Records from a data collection
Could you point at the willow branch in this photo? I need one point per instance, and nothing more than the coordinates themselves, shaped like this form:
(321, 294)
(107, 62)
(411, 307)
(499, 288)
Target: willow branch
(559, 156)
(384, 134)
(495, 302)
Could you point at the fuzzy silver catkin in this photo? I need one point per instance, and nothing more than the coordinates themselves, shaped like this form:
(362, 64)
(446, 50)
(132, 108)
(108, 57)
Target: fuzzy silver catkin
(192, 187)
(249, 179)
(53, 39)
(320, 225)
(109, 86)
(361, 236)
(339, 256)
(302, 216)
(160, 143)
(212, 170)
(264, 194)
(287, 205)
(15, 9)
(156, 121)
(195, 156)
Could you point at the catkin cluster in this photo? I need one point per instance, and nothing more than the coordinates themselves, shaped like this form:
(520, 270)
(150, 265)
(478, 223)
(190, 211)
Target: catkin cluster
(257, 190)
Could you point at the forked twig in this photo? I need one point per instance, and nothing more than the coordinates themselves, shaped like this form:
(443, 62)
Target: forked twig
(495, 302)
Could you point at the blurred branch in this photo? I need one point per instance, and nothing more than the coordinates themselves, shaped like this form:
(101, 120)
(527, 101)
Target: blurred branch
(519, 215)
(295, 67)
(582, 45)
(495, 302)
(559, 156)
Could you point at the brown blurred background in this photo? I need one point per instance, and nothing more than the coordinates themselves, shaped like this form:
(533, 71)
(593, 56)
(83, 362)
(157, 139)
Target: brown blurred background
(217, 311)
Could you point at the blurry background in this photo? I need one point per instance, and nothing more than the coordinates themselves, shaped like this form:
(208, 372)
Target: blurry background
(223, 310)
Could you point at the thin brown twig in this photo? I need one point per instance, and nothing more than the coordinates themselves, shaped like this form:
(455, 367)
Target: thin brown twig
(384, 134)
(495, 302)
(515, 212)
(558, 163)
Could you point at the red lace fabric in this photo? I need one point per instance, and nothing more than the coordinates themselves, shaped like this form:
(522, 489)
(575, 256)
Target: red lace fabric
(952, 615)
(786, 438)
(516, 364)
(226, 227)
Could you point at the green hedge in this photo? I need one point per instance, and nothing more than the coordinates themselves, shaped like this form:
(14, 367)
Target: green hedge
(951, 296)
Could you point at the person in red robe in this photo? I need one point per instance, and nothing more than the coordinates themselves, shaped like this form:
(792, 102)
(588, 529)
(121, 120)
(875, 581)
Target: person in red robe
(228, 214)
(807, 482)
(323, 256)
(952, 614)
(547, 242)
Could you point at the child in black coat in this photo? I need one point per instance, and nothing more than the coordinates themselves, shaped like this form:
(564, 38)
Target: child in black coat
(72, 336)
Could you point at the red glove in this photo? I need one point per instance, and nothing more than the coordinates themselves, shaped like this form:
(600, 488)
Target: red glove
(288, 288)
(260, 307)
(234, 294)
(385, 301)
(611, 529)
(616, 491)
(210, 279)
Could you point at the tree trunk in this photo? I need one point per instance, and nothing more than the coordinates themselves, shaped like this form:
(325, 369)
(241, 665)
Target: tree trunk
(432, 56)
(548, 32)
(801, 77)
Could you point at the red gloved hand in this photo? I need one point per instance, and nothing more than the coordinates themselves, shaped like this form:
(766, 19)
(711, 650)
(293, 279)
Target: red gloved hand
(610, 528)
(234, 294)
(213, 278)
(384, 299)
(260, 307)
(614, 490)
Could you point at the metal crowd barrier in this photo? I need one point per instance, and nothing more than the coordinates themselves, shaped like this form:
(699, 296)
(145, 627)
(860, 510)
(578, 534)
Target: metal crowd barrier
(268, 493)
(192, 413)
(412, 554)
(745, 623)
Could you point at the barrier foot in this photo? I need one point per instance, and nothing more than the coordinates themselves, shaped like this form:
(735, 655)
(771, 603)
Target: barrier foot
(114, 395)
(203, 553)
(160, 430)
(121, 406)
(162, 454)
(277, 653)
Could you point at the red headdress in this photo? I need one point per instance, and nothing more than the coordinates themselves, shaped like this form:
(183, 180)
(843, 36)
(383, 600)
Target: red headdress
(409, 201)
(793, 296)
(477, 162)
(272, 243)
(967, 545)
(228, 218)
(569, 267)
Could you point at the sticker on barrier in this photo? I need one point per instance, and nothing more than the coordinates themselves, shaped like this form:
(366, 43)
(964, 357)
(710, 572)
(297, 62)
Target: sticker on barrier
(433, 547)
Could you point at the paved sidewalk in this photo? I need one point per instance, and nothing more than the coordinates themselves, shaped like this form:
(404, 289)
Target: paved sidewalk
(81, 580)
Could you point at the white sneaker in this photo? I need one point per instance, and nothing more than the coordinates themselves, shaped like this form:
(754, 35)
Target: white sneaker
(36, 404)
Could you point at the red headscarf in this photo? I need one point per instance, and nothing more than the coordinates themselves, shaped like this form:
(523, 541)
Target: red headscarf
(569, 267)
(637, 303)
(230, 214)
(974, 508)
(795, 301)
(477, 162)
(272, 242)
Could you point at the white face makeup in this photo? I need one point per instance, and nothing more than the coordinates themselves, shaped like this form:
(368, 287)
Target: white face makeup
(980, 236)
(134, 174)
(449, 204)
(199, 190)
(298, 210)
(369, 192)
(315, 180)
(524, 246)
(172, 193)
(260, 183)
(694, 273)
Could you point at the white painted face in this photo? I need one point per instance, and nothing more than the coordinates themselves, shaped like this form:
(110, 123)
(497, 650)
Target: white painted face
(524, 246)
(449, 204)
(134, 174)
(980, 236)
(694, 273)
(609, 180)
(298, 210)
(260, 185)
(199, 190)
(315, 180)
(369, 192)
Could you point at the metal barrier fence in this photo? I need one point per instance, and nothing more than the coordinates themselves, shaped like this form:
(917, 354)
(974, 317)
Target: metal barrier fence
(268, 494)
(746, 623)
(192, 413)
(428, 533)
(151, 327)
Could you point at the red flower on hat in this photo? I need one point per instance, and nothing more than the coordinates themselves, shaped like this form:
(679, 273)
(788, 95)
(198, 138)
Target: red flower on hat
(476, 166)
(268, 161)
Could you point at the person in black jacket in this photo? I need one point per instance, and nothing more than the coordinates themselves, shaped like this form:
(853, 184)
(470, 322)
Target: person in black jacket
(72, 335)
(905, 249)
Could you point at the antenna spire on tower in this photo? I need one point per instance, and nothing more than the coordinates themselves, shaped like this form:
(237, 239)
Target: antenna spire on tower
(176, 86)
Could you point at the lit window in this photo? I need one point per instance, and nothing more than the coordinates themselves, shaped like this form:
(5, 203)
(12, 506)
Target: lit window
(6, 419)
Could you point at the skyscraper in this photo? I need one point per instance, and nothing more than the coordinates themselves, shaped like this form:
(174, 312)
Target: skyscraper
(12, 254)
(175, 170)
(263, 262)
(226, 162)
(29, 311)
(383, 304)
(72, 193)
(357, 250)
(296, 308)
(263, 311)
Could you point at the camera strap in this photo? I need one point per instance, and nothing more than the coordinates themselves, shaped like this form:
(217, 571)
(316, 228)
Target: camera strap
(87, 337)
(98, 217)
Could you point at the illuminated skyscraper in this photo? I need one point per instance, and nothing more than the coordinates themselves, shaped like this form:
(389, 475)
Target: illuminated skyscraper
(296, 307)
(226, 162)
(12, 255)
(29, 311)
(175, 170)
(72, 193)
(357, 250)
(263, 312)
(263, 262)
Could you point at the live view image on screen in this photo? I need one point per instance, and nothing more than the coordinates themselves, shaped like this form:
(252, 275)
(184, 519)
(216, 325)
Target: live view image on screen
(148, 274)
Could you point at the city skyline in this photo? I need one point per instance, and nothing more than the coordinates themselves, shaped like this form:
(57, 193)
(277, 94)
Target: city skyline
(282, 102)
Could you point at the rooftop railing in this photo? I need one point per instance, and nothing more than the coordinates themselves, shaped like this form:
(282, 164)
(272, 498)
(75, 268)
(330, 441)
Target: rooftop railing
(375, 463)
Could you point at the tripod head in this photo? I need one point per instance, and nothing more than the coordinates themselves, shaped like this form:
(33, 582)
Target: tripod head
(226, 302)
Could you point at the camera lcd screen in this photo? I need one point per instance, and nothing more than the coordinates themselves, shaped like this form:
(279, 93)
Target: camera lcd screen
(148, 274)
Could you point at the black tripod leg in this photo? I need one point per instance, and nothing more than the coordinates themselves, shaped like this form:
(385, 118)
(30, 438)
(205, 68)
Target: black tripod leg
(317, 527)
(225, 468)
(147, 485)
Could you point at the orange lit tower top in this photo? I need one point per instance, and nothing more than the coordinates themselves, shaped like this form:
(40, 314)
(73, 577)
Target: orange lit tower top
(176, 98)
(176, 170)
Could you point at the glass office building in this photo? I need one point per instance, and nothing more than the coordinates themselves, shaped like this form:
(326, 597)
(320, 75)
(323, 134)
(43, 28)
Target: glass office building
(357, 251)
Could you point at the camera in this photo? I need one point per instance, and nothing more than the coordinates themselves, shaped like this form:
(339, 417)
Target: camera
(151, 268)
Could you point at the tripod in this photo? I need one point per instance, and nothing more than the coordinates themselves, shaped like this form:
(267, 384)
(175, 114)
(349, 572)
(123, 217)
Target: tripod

PROBLEM DETAILS: Your answer should consist solely of the lines above from the line with "Could you point at the skyscraper" to the line with "Could you point at the camera strap", both included, reproduced exactly.

RESULT OF THE EXERCISE:
Could you point at the skyscraper in this photo? I need one point per instance, and nothing more than the coordinates themselves, shaped like this form:
(174, 312)
Target: skyscraper
(12, 254)
(175, 170)
(263, 262)
(226, 162)
(29, 311)
(383, 304)
(72, 193)
(357, 250)
(296, 308)
(263, 311)
Could you point at the camera strap in this photo? I need one point per instance, and nothing more than the coordinates themselves, shaped like this form:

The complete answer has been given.